# What needs to be done:
Reproduce the following passage on hospitals' Medicare margins word for word, stopping before the data that come after it.

# Page excerpt:

The American Hospital Association recently criticized the claim in Paragon’s new study, The Hospital Cost Crisis: How Government Policies Drive Consolidation, Undermine Competition, and Fuel Soaring Prices, that Medicare is consistently profitable for hospitals. Hospitals would not have continued to treat Medicare patients for 60 years if doing so consistently resulted in losses.
Hospitals’ Medicare marginal profit is consistently positive, as shown in this PIC. The Medicare marginal profit exceeded 10 percent in 2014 and was about 9 percent in 2015. From 2016 through 2019, hospitals’ Medicare marginal profit was 8 percent. In 2020, Medicare marginal profit dropped to 5 percent, returned to 8 percent in 2021, dropped to 5 percent again in 2022, and remained positive in 2023 (the most recent year for which it is reported).
Hospitals emphasize a different financial metric—operating margin—that often shows losses. This second measurement allocates hospitals’ heavily inflated fixed costs to Medicare patients, resulting in operating losses from Medicare.
To understand the difference, let’s look at an average U.S. hospital. The hospital receives gross payments of $100 million annually from Medicare claims, having treated 5,000 Medicare patients with average gross revenue of $20,000 per patient. The hospital submits claims with charges based on its costs. Most of these costs vary: These costs are only incurred when the hospital treats a Medicare patient. For the 5,000 patients treated, these costs add up to $90 million. The hospital’s marginal profit is $10 million, or 11 percent. In other words, Medicare patients contributed to overall profits for the hospital.
However, the hospital would incur substantial fixed costs even if it treated no Medicare patients. These costs are fixed no matter how many patients are treated and, in this example, total $22 million. When those fixed costs are allocated to Medicare patients, it results in operating costs of $112 million, and a loss of $12 million, or 12 percent. Needless to say, hospitals only highlight this latter measurement in their advocacy. There is nothing wrong with this measurement: It is standard business accounting. However, as an advocacy tool it leads to misguided policy conclusions.
Medicare payments change according to a market basket that largely accepts, rather than negotiates, hospitals’ total costs. This weakens incentives for hospitals to reduce fixed costs over the long term and likely helps explain why productivity gains have been so elusive in the hospital sector.

# Dataset content:
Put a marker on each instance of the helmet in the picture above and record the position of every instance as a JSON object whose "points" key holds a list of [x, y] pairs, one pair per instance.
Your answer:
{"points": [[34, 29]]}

# The answer:
The American Hospital Association recently criticized the claim in Paragon’s new study, The Hospital Cost Crisis: How Government Policies Drive Consolidation, Undermine Competition, and Fuel Soaring Prices, that Medicare is consistently profitable for hospitals. Hospitals would not have continued to treat Medicare patients for 60 years if doing so consistently resulted in losses.
Hospitals’ Medicare marginal profit is consistently positive, as shown in this PIC. The Medicare marginal profit exceeded 10 percent in 2014 and was about 9 percent in 2015. From 2016 through 2019, hospitals’ Medicare marginal profit was 8 percent. In 2020, Medicare marginal profit dropped to 5 percent, returned to 8 percent in 2021, dropped to 5 percent again in 2022, and remained positive in 2023 (the most recent year for which it is reported).
Hospitals emphasize a different financial metric—operating margin—that often shows losses. This second measurement allocates hospitals’ heavily inflated fixed costs to Medicare patients, resulting in operating losses from Medicare.
To understand the difference, let’s look at an average U.S. hospital. The hospital receives gross payments of $100 million annually from Medicare claims, having treated 5,000 Medicare patients with average gross revenue of $20,000 per patient. The hospital submits claims with charges based on its costs. Most of these costs vary: These costs are only incurred when the hospital treats a Medicare patient. For the 5,000 patients treated, these costs add up to $90 million. The hospital’s marginal profit is $10 million, or 11 percent. In other words, Medicare patients contributed to overall profits for the hospital.
However, the hospital would incur substantial fixed costs even if it treated no Medicare patients. These costs are fixed no matter how many patients are treated and, in this example, total $22 million. When those fixed costs are allocated to Medicare patients, it results in operating costs of $112 million, and a loss of $12 million, or 12 percent. Needless to say, hospitals only highlight this latter measurement in their advocacy. There is nothing wrong with this measurement: It is standard business accounting. However, as an advocacy tool it leads to misguided policy conclusions.
Medicare payments change according to a market basket that largely accepts, rather than negotiates, hospitals’ total costs. This weakens incentives for hospitals to reduce fixed costs over the long term and likely helps explain why productivity gains have been so elusive in the hospital sector.